This high-frequency spectrum will support innovative new uses enabled by fiber-fast wireless speeds and extremely low latency. In recent years,  technological advances have increased the ability to harness millimeterwave (mmW) technology for fixed and mobile wireless communications in
high band spectrum, while demand for connected products and services continues to grow. The actions taken today will allow for the development of innovative services to the benefit of the public.
Specifically, the items adopted today:

  • Makes available an additional 1700 megahertz of millimeter wave (mmW) spectrum for terrestrial 5G wireless use;
  • Maintains the unlicensed use of the 64-71 GHz band, and modifies Part 15 rules to allow
  • unlicensed operation on board most aircraft during flight in the 57-71 GHz band;
  • Maintains spectrum in the 48.2-50.2 GHz and 40-42 GHz bands for satellite use;
  • Adjusts the earth station siting rules in core terrestrial wireless bands to provide incentives to site satellite earth stations in less populated areas while continuing to limit the potential for interference of satellite operations to mobile wireless use in these bands; and
  • Declines to cap the amount of spectrum in the 24 GHz and 47 GHz bands that a bidder can acquire in an auction, and incorporates these two bands into the previously-adopted mmW spectrum threshold for reviewing proposed secondary market transactions.
□ □ □ □
Required actions:
a - Translate this sentence from the millimeter wave spectrum text into Spanish: "The actions taken today will allow for the development of innovative services to the benefit of the public."
b - According to the millimeter wave spectrum text, how much additional spectrum is made available for terrestrial 5G wireless use?
c - Write a continuation of the millimeter wave spectrum text, picking up after its final sentence.

Data:
□ □ □ □
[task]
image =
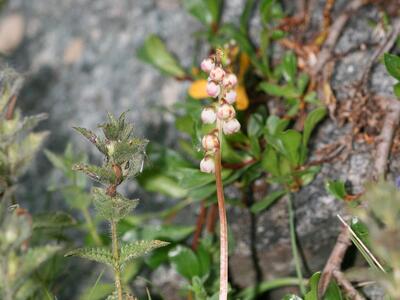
□ □ □ □
Answers per task:
a - Las medidas adoptadas hoy permitirán el desarrollo de servicios innovadores en beneficio del público.

b - An additional 1700 megahertz of millimeter wave spectrum.

c -
In addition, the Further Notice of Proposed Rulemaking:

  • Proposes to allow more flexible FSS (fixed-satellite service) use of the 24.75-25.25 GHz band;
  • Seeks comment on another option for terrestrial mmW licensees to meet performance
  • obligations, which could accommodate IoT deployments and other innovative services; and
  • Proposes to eliminate the cap on the amount of spectrum in the 28, 37, and 39 GHz bands that a bidder can acquire in an auction.

Policymakers and mobile phone companies say the next generation of wireless signals needs to be much faster and far more responsive to allow advanced technologies like virtual surgery or controlling machines remotely.

The FCC said the new rules balance spectrum use between new wireless services, satellite operations and federal government use. New 5G networks are expected to provide speeds more than 10 times faster than today’s 4G networks.

The commission voted to make an additional 1700 MHz of millimeter wave spectrum available for terrestrial use and declined to limit the amount of spectrum between 24 GHz and 47 GHz that could be acquired in an auction.

The newly freed spectrum includes 3.85 GHz of licensed spectrum from 27.5-28.35 GHz and 37-40 GHz as well as 7 GHz of unlicensed spectrum from 64-71 GHz.

Spectrum in the 48.2-50.2 GHz and 40-42 GHz bands would remain dedicated to satellite use, and the FCC tweaked rules in an effort to attract satellite earth stations to less populated areas.

There is a worldwide race to adopt 5G. South Korea and Japan plan to deploy 5G service by the time they host the Olympics, in 2018 and 2020, respectively. The European Commission, South Korea, Turkey, China, and Japan are all working on 5G research efforts.